Tasks to perform:
(1) Please repeat the passage on the U.S. war operations word for word, starting with "- President Trump" and going on through "of veterans' benefits).".
(2) Reproduce the lines of the records verbatim, starting with the line with "locate the horizontal" and going on through the line with "[0, 238, 640, 425]", both ends included, and nothing else.

Document:
———
The big picture: No one believed the war would last this long when Operation Enduring Freedom began on October 7, 2001. Now, 17 years later, almost half of Americans believe the U.S. has "mostly failed."
The timeline
Afghanistan:
- Operation Enduring Freedom: October 7, 2001, — December 28, 2014.
- Operation Freedom's Sentinel: January 1, 2015 — current.
Iraq:
- Operation Iraqi Freedom: March 19, 2003 — August 31, 2010.
- Operation New Dawn: September 1, 2010 — December 15, 2011.
- Operation Inherent Resolve: October 15, 2014 — current.
What they've said
- President Obama said in 2014 that he planned to pull the last of U.S. troops from Afghanistan by the end of 2016.
- President Trump admitted in 2017 that while his "original instinct was to pull out...[a] hasty withdrawal would create a vacuum that terrorists — including ISIS and al Qaeda — would instantly fill."
The bottom line: No one seems to want to stay in Afghanistan, but no one seems to know how to leave, either.
Editor's note: The graph was corrected to show the specific dates of the beginning and end of each conflict (the initial graph relied on Congressional Research Service material defining broader periods of war that determined eligibility of veterans' benefits).
———
Records supplied:
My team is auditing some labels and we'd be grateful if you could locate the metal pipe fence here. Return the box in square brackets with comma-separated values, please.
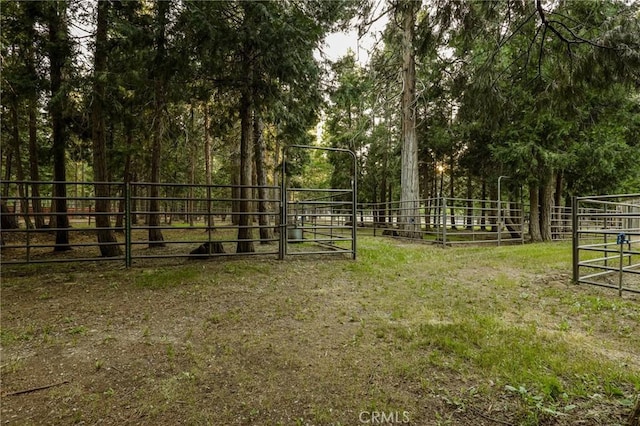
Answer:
[0, 181, 355, 266]
[572, 194, 640, 295]
[358, 197, 525, 245]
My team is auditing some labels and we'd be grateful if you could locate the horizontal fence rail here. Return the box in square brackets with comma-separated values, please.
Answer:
[572, 194, 640, 295]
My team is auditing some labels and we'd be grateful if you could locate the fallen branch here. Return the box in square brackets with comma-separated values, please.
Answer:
[469, 407, 513, 426]
[2, 380, 69, 397]
[627, 395, 640, 426]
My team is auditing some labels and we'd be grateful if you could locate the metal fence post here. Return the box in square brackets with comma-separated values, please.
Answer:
[571, 196, 580, 284]
[442, 197, 447, 247]
[278, 153, 287, 260]
[124, 182, 131, 268]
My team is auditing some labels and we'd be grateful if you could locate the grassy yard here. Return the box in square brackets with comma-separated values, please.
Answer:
[0, 237, 640, 425]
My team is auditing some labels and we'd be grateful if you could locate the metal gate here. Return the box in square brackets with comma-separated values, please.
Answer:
[280, 145, 358, 259]
[573, 194, 640, 295]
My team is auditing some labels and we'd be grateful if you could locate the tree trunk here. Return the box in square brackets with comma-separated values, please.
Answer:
[551, 171, 564, 239]
[148, 1, 170, 248]
[398, 0, 421, 238]
[91, 1, 122, 257]
[449, 155, 458, 230]
[236, 87, 255, 253]
[49, 1, 71, 251]
[480, 179, 487, 231]
[187, 103, 198, 226]
[529, 183, 542, 242]
[27, 23, 44, 229]
[253, 115, 273, 244]
[204, 102, 214, 229]
[0, 200, 19, 231]
[0, 149, 13, 198]
[540, 171, 554, 241]
[10, 100, 33, 229]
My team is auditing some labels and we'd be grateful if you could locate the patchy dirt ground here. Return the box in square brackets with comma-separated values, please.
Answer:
[0, 238, 640, 425]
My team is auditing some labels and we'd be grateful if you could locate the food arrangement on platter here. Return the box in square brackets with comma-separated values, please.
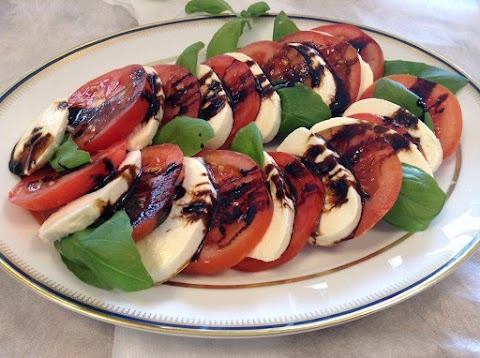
———
Complete answers:
(1)
- President Trump admitted in 2017 that while his "original instinct was to pull out...[a] hasty withdrawal would create a vacuum that terrorists — including ISIS and al Qaeda — would instantly fill."
The bottom line: No one seems to want to stay in Afghanistan, but no one seems to know how to leave, either.
Editor's note: The graph was corrected to show the specific dates of the beginning and end of each conflict (the initial graph relied on Congressional Research Service material defining broader periods of war that determined eligibility of veterans' benefits).

(2)
My team is auditing some labels and we'd be grateful if you could locate the horizontal fence rail here. Return the box in square brackets with comma-separated values, please.
Answer:
[572, 194, 640, 295]
My team is auditing some labels and we'd be grateful if you could locate the fallen branch here. Return the box in square brackets with comma-separated values, please.
Answer:
[469, 407, 513, 426]
[2, 380, 69, 397]
[627, 395, 640, 426]
My team is auditing some labels and we'd be grateful if you could locate the metal fence post here. Return the box in square brackets with comma-separated values, please.
Answer:
[571, 196, 580, 284]
[442, 197, 447, 247]
[278, 153, 287, 260]
[124, 182, 131, 268]
My team is auditing some labels and we'd be grateful if you could locate the grassy yard here. Return the box in square brackets with comma-separated values, please.
Answer:
[0, 237, 640, 425]
My team is auditing some labels and we'd be grateful if you could locate the metal gate here. Return the box in square brackets with comma-separated values, please.
Answer:
[280, 145, 358, 259]
[573, 194, 640, 295]
My team is auditing some labels and we'd be grateful if you could locate the tree trunk here. Return the box in square brackets with comma-separated values, please.
Answer:
[551, 171, 564, 239]
[148, 1, 170, 248]
[398, 0, 421, 238]
[91, 1, 122, 257]
[449, 155, 458, 230]
[236, 87, 255, 253]
[49, 1, 71, 251]
[480, 179, 487, 231]
[187, 103, 198, 226]
[529, 183, 542, 242]
[27, 23, 44, 229]
[253, 115, 273, 244]
[204, 102, 214, 229]
[0, 200, 19, 231]
[0, 149, 13, 198]
[540, 171, 554, 241]
[10, 100, 33, 229]
My team is auditing some labels and we'd be grateful if you could locate the patchy dirt ground here. Return the box in square brackets with comma-separated values, please.
Answer:
[0, 238, 640, 425]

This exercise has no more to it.